§ **REQUIRED WORK**
Reproduce, from the lines below, exactly the stretch that begins at the line containing "Locate every instance of the cracked" and ends at the line containing "Locate every instance of the tree", both included.

(Stored records)
◆ ◆ ◆ ◆
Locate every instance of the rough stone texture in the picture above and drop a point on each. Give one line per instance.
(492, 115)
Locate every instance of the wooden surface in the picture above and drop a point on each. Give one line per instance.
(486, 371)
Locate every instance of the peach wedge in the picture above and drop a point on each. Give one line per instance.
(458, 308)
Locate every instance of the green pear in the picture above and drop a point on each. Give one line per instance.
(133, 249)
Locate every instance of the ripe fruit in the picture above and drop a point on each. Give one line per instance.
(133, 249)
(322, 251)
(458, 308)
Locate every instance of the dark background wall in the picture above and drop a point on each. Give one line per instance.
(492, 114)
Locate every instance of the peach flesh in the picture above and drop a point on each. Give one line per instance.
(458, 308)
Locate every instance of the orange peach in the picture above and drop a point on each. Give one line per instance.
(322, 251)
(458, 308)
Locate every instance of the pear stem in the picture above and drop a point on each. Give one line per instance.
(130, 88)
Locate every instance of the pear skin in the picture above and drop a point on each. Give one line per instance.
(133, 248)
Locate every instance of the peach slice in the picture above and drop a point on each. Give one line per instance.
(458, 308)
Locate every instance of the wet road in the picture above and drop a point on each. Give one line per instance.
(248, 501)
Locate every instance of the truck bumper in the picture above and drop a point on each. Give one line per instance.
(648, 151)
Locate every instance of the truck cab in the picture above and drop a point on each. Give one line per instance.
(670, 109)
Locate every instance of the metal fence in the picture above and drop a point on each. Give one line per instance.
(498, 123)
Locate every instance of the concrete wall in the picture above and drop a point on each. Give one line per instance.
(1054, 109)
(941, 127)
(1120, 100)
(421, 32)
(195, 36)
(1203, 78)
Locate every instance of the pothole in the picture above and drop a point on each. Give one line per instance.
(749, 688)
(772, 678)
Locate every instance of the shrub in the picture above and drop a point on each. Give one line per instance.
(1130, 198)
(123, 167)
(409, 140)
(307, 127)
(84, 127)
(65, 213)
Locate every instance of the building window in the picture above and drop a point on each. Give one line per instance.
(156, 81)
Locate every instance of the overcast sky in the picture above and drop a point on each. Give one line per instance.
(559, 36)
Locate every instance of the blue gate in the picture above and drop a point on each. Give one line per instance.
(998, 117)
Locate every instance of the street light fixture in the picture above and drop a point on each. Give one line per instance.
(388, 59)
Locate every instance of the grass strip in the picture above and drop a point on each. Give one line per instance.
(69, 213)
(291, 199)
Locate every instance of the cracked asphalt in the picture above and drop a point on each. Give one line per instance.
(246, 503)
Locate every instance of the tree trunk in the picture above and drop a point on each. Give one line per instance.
◆ ◆ ◆ ◆
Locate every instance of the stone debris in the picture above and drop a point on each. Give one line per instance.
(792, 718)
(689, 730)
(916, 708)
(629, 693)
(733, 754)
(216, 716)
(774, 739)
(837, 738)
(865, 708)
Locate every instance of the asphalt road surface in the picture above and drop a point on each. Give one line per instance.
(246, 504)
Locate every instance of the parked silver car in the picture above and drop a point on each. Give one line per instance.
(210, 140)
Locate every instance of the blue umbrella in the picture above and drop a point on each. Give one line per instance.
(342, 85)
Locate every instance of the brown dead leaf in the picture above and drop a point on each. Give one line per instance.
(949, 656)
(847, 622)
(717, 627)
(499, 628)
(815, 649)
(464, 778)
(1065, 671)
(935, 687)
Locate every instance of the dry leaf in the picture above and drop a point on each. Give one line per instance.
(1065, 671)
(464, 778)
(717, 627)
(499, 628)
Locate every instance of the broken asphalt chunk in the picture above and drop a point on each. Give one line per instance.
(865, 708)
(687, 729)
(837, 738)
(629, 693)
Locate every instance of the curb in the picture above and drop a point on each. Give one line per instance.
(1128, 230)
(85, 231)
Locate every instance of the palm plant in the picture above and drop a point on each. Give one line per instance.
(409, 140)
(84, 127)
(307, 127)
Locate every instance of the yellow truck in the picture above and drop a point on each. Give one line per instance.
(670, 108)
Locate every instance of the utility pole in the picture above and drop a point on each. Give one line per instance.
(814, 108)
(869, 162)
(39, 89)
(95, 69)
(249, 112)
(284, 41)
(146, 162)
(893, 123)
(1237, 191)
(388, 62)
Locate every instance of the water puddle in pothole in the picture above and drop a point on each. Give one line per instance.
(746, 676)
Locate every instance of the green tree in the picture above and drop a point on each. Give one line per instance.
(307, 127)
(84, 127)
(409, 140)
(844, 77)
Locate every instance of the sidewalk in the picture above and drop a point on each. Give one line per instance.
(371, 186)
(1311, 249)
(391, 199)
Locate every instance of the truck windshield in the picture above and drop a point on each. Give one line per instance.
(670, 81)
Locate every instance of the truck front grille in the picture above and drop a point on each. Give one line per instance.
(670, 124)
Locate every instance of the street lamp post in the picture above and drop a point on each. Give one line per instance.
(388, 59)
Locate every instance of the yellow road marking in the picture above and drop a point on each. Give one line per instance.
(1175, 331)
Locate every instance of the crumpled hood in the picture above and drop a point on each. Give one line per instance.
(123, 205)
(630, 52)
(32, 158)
◆ ◆ ◆ ◆
§ **RESULT BELOW**
Locate every instance of the cracked asphalt in the picture above and drop a point on each. Give one line per instance.
(246, 503)
Locate every instance of the tree trunk in the picture above and drop a point on each. Give one line per instance.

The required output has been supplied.